>>>

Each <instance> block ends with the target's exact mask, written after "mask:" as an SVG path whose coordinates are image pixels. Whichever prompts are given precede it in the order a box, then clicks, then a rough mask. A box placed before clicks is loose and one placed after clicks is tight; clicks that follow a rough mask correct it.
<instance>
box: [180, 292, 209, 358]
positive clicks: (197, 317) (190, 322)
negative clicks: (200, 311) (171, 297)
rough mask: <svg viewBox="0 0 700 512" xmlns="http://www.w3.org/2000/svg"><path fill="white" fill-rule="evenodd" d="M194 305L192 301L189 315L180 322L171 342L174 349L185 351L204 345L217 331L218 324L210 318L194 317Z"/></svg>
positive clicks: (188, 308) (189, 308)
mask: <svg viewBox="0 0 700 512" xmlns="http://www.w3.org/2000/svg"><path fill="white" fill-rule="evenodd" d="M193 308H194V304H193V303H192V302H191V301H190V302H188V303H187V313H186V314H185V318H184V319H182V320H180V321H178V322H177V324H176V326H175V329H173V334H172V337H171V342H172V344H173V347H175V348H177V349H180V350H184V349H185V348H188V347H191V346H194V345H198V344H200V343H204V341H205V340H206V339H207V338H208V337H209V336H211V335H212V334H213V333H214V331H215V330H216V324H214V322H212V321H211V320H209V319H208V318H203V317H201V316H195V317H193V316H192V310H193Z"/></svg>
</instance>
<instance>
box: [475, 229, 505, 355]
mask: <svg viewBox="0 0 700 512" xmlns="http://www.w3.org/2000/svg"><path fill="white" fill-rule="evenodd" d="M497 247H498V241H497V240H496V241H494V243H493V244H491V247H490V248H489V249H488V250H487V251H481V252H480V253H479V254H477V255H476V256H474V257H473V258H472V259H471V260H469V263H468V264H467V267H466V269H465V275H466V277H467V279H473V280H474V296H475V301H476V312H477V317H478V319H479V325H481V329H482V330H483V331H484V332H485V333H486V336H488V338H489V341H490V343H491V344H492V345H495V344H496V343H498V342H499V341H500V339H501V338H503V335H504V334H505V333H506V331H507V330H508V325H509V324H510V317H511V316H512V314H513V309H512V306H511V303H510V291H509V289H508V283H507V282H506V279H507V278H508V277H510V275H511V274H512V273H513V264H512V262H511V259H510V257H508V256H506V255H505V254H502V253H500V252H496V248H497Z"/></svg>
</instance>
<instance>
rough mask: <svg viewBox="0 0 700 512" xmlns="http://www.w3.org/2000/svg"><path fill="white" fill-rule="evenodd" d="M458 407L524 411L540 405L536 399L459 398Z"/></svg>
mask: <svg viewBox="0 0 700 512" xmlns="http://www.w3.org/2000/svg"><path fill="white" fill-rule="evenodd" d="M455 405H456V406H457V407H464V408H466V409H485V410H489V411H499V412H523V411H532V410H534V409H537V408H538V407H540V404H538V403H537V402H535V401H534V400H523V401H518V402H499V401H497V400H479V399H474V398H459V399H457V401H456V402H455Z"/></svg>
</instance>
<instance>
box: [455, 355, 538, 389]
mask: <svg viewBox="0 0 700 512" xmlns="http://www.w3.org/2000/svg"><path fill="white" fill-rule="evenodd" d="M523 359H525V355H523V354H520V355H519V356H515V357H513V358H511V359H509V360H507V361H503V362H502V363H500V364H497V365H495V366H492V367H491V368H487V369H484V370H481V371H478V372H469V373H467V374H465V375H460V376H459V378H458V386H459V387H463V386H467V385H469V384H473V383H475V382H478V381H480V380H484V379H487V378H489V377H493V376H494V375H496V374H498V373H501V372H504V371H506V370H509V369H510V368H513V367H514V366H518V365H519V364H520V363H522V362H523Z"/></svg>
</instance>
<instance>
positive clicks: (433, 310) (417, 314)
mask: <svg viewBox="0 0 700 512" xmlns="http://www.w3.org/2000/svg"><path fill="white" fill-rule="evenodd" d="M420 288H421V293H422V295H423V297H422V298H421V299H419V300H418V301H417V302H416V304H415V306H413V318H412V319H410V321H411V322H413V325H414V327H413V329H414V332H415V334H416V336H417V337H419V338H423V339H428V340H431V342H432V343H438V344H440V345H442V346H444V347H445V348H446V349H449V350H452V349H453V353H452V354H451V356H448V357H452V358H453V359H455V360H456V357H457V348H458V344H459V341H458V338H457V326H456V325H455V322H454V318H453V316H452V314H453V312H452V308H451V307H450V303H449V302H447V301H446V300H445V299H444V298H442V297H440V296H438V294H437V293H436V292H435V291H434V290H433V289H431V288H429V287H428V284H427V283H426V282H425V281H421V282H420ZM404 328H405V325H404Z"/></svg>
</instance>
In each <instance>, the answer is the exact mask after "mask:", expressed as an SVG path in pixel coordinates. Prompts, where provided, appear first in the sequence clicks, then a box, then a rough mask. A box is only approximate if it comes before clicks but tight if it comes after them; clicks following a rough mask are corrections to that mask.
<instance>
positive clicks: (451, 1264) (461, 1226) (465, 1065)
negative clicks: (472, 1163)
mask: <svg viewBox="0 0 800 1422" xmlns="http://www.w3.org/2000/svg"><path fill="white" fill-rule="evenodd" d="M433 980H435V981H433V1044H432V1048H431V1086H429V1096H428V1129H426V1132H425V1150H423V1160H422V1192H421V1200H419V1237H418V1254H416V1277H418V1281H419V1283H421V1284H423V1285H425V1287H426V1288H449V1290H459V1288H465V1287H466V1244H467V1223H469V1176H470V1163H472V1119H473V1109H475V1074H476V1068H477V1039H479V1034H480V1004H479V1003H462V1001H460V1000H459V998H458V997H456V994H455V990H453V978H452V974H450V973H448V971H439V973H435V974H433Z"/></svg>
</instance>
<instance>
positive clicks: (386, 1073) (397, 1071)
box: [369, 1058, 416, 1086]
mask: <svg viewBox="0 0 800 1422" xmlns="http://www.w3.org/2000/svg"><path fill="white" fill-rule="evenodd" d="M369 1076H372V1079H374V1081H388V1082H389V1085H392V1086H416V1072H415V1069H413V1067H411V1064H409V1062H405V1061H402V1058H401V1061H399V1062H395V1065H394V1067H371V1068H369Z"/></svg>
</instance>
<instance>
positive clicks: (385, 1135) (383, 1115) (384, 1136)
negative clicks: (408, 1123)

<<<

PROBLEM DETAILS: Output the records exactly, including every line.

SOLUTION TO THIS EXERCISE:
Each <instance> block ends with the target's exact mask, written after "mask:" as an SVG path whose coordinates are image pixels. Whichever prompts are given precede it in the order a box, then clicks, then a rough mask. A box placed before clicks is loose and one placed after clicks is tight; clicks that follow a rough mask correct it.
<instance>
box: [180, 292, 209, 358]
positive clicks: (197, 317) (190, 322)
negative clicks: (200, 311) (171, 297)
rough mask: <svg viewBox="0 0 700 512" xmlns="http://www.w3.org/2000/svg"><path fill="white" fill-rule="evenodd" d="M194 305L192 301L189 315L180 322L171 342L174 349L185 351L204 345L217 331L218 324L210 318L194 317Z"/></svg>
positive clicks: (188, 308) (189, 308)
mask: <svg viewBox="0 0 700 512" xmlns="http://www.w3.org/2000/svg"><path fill="white" fill-rule="evenodd" d="M193 308H194V304H193V303H192V302H191V301H190V302H188V303H187V313H186V314H185V318H184V319H182V320H180V321H178V322H177V324H176V326H175V329H173V334H172V337H171V342H172V344H173V347H175V348H177V349H180V350H184V349H185V348H188V347H191V346H194V345H198V344H200V343H204V341H205V340H206V339H207V338H208V337H209V336H211V335H212V334H213V333H214V331H215V330H216V324H214V322H212V321H211V320H209V319H208V318H203V317H201V316H195V317H193V316H192V310H193Z"/></svg>
</instance>
<instance>
box: [475, 229, 505, 355]
mask: <svg viewBox="0 0 700 512" xmlns="http://www.w3.org/2000/svg"><path fill="white" fill-rule="evenodd" d="M497 247H498V241H497V240H496V241H494V243H493V244H491V247H490V248H489V249H488V250H487V251H481V252H480V253H479V254H477V255H476V256H474V257H473V258H472V259H471V260H469V263H468V264H467V267H466V269H465V275H466V277H467V279H473V280H474V296H475V301H476V312H477V317H478V319H479V325H481V329H482V330H483V331H484V332H485V333H486V336H488V338H489V341H490V343H491V344H492V345H495V344H496V343H498V342H499V341H500V339H501V338H503V335H504V334H505V333H506V331H507V330H508V325H509V324H510V317H511V316H512V314H513V309H512V306H511V303H510V291H509V289H508V283H507V282H506V279H507V278H508V277H510V275H511V274H512V273H513V264H512V262H511V259H510V257H508V256H506V255H505V254H502V253H500V252H496V248H497Z"/></svg>
</instance>
<instance>
rough mask: <svg viewBox="0 0 700 512" xmlns="http://www.w3.org/2000/svg"><path fill="white" fill-rule="evenodd" d="M458 407L524 411L540 405L536 399L459 398Z"/></svg>
mask: <svg viewBox="0 0 700 512" xmlns="http://www.w3.org/2000/svg"><path fill="white" fill-rule="evenodd" d="M455 405H456V406H457V407H464V408H466V409H485V410H489V411H499V412H523V411H532V410H534V409H537V408H538V407H540V404H538V403H537V402H535V401H534V400H523V401H518V402H499V401H497V400H479V399H474V398H459V399H457V401H456V402H455Z"/></svg>
</instance>
<instance>
box: [455, 355, 538, 389]
mask: <svg viewBox="0 0 700 512" xmlns="http://www.w3.org/2000/svg"><path fill="white" fill-rule="evenodd" d="M523 359H525V355H523V354H520V355H519V356H515V357H513V358H511V359H509V360H507V361H503V362H502V363H500V364H497V365H495V366H492V367H491V368H487V369H484V370H481V371H478V372H469V373H467V374H465V375H460V376H459V378H458V386H459V387H463V386H467V385H469V384H473V383H475V382H478V381H480V380H484V379H487V378H489V377H493V376H494V375H496V374H498V373H501V372H504V371H506V370H509V369H510V368H513V367H514V366H518V365H519V364H520V363H522V362H523Z"/></svg>
</instance>
<instance>
positive clicks: (433, 310) (417, 314)
mask: <svg viewBox="0 0 700 512" xmlns="http://www.w3.org/2000/svg"><path fill="white" fill-rule="evenodd" d="M420 288H421V293H422V295H423V297H422V298H421V299H419V300H418V301H417V302H416V304H415V306H413V318H412V319H410V321H411V322H413V325H414V327H413V329H414V332H415V334H416V336H417V337H419V338H423V339H428V340H431V342H432V343H438V344H440V345H442V346H444V347H445V348H446V349H449V350H452V349H453V353H452V354H451V356H448V357H452V358H453V359H455V360H456V357H457V348H458V344H459V341H458V338H457V326H456V325H455V322H454V318H453V316H452V314H453V312H452V308H451V307H450V303H449V302H447V301H446V300H445V299H444V298H442V297H440V296H438V294H437V293H436V292H435V291H434V290H433V289H431V288H429V287H428V284H427V283H426V282H425V281H421V282H420ZM404 328H405V325H404Z"/></svg>
</instance>
In each <instance>, the answer is the exact mask after "mask:", expressed as an SVG path in pixel coordinates. Prompts, where provided, appear first in the sequence clicks, then a box, then a rough mask. A box is only approximate if it comes before clicks but tight if it comes after them; clicks following a rough mask are corrections to that mask.
<instance>
positive clicks: (451, 1264) (461, 1226) (465, 1065)
negative clicks: (472, 1163)
mask: <svg viewBox="0 0 800 1422" xmlns="http://www.w3.org/2000/svg"><path fill="white" fill-rule="evenodd" d="M433 980H435V981H433V1044H432V1048H431V1086H429V1096H428V1129H426V1132H425V1150H423V1160H422V1192H421V1200H419V1237H418V1254H416V1277H418V1281H419V1283H421V1284H423V1285H425V1287H426V1288H449V1290H459V1288H465V1287H466V1244H467V1223H469V1176H470V1163H472V1119H473V1109H475V1074H476V1068H477V1039H479V1034H480V1004H479V1003H462V1001H460V1000H459V998H458V997H456V994H455V990H453V978H452V974H450V973H448V971H439V973H435V974H433Z"/></svg>
</instance>
<instance>
positive clicks: (386, 1073) (397, 1071)
box: [369, 1058, 416, 1086]
mask: <svg viewBox="0 0 800 1422" xmlns="http://www.w3.org/2000/svg"><path fill="white" fill-rule="evenodd" d="M369 1076H372V1079H374V1081H388V1082H389V1085H392V1086H416V1072H415V1069H413V1067H411V1064H409V1062H405V1061H402V1058H401V1061H399V1062H395V1065H394V1067H371V1068H369Z"/></svg>
</instance>
<instance>
positive clicks: (385, 1135) (383, 1115) (384, 1136)
negative clicks: (408, 1123)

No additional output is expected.